Copy every line below word for word, with no changes.

═════ EXCERPTED RECORDS

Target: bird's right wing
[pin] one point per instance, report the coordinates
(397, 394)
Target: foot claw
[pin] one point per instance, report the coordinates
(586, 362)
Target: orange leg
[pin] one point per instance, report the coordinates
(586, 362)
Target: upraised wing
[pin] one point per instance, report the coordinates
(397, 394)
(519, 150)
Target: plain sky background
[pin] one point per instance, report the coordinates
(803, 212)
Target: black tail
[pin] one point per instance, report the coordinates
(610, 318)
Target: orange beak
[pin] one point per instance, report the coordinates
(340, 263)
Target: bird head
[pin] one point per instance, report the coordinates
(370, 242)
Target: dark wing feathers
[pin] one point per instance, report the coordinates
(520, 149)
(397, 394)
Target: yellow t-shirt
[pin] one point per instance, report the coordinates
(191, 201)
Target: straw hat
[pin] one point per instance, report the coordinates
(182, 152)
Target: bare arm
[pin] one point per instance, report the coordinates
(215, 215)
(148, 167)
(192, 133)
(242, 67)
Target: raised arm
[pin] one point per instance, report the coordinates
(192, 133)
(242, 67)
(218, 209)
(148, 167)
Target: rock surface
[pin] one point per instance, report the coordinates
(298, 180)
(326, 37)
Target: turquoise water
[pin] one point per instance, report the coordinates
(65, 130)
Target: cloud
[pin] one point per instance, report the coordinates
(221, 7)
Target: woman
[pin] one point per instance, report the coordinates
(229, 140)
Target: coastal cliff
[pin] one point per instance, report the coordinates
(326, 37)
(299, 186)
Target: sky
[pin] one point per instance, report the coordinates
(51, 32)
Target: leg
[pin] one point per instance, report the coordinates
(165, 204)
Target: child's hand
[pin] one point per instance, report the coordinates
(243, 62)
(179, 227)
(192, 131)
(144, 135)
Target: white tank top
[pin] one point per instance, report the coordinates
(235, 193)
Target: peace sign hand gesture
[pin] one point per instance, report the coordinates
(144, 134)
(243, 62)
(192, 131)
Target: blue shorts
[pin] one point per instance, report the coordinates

══════════

▶ _WRITTEN REPLY_:
Target: bird's right wing
[pin] one point per instance, report the coordinates
(397, 394)
Target: foot claw
[pin] one point per instance, report the coordinates
(586, 362)
Target: orange leg
[pin] one point per instance, report the coordinates
(586, 362)
Target: upraised wing
[pin] one point per instance, report the coordinates
(397, 394)
(519, 150)
Target: plain sky background
[pin] one point per instance, report the coordinates
(803, 212)
Target: black tail
[pin] one point per instance, report the coordinates
(610, 318)
Target: orange beak
[pin] one point per instance, report the coordinates
(340, 263)
Target: bird head
[pin] one point per instance, report the coordinates
(370, 242)
Target: dark wing feathers
[pin] one point per instance, report the coordinates
(520, 149)
(397, 394)
Target: yellow t-shirt
[pin] one point per instance, report the coordinates
(191, 201)
Target: straw hat
[pin] one point per instance, report the coordinates
(182, 152)
Target: bare arm
[pin] one point per instance, report the coordinates
(215, 215)
(148, 167)
(192, 133)
(242, 67)
Target: raised arm
[pin] one point per instance, report the coordinates
(192, 133)
(242, 67)
(218, 209)
(148, 167)
Target: rock surface
[pin] one point per instance, report the coordinates
(298, 180)
(326, 37)
Target: turquoise water
[pin] one point per instance, report the coordinates
(65, 130)
Target: cloud
[pin] one point per instance, report the coordinates
(221, 7)
Target: woman
[pin] one point per instance, report the coordinates
(229, 140)
Target: coastal cliff
[pin] one point per instance, report the coordinates
(326, 37)
(299, 186)
Target: sky
[pin] one point per instance, report the coordinates
(51, 32)
Target: leg
[pin] one point per instance, report the coordinates
(165, 204)
Target: child's hand
[pin] one point per instance, report the coordinates
(243, 62)
(179, 227)
(192, 131)
(144, 135)
Target: white tank top
[pin] one point per instance, report the coordinates
(235, 193)
Target: peace sign hand gesture
[pin] one point per instance, report the coordinates
(144, 134)
(243, 62)
(192, 131)
Target: blue shorts
[pin] one point per instance, report the coordinates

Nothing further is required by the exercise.